■ Source:
Take high school: As it turns out, it’s an unstable, unpleasant society run by teenaged tyrants that amounts to very little in the long run. You were crowned at a dance. You were an undefeated mathlete. Good for you, but now you have to get packing, get a job, and get to know other humans using only your personality. Good luck with that.

And then there's college graduation. You feel so smart. You borrowed an irrational sum of money and now you’re going to pay it all back using your “English major.”

In truth, there are certain unpleasantries that come with graduation. Maybe that’s why we love to lose ourselves in dumb movies that gloss over the harsh reality. Not all of them are crap, though, so enjoy this list of some of the best and worst commencement-themed movies.

Five We Love

The Graduate

The original poster explains it this way: "This is Benjamin. He's a little worried about his future."

“This is Benjamin. He's a little worried about his future.”

Dustin Hoffman portrays a diffident youth, Benjamin Braddock, who encounters an alluring older woman shortly after graduation. The infamous Mrs. Robinson plays a chilly femme fatale—a sexy cynic with legs that go for days. Of course, the unavoidable happens, thigh-highs go flying, and life gets more complicated for the befuddled graduate.

■ Supplied information:
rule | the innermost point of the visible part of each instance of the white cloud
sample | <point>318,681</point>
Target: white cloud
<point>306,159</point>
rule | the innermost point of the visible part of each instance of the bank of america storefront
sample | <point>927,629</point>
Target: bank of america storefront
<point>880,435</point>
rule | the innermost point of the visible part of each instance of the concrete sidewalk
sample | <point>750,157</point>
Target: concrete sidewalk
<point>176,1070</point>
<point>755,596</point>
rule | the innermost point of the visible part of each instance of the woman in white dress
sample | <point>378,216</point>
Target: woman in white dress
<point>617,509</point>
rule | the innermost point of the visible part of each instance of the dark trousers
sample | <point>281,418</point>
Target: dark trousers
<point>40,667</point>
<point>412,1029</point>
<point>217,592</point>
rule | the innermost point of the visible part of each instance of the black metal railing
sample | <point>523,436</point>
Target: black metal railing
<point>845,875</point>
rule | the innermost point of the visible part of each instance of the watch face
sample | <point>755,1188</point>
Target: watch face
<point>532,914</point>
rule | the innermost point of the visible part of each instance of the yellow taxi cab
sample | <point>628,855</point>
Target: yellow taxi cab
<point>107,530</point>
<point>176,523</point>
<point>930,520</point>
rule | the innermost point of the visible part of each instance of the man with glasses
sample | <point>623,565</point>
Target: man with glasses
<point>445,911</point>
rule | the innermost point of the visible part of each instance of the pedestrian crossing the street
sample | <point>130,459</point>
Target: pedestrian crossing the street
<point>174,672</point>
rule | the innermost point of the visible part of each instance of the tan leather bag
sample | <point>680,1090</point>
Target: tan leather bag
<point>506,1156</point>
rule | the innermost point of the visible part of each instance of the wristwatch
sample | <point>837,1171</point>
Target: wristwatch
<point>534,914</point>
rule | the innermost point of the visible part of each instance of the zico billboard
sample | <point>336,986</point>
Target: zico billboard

■ Task set:
A) Return the passage of the graduation movies article from "In truth, there" to "the befuddled graduate.", copied word for word.
B) In the entries, switch "watch face" to "dial" from the line with "the watch face" to the line with "<point>532,914</point>", and give back only those lines with everything else unchanged.

■ Completed exercise:
A)
In truth, there are certain unpleasantries that come with graduation. Maybe that’s why we love to lose ourselves in dumb movies that gloss over the harsh reality. Not all of them are crap, though, so enjoy this list of some of the best and worst commencement-themed movies.

Five We Love

The Graduate

The original poster explains it this way: "This is Benjamin. He's a little worried about his future."

“This is Benjamin. He's a little worried about his future.”

Dustin Hoffman portrays a diffident youth, Benjamin Braddock, who encounters an alluring older woman shortly after graduation. The infamous Mrs. Robinson plays a chilly femme fatale—a sexy cynic with legs that go for days. Of course, the unavoidable happens, thigh-highs go flying, and life gets more complicated for the befuddled graduate.

B)
rule | the innermost point of the visible part of each instance of the dial
sample | <point>755,1188</point>
Target: dial
<point>532,914</point>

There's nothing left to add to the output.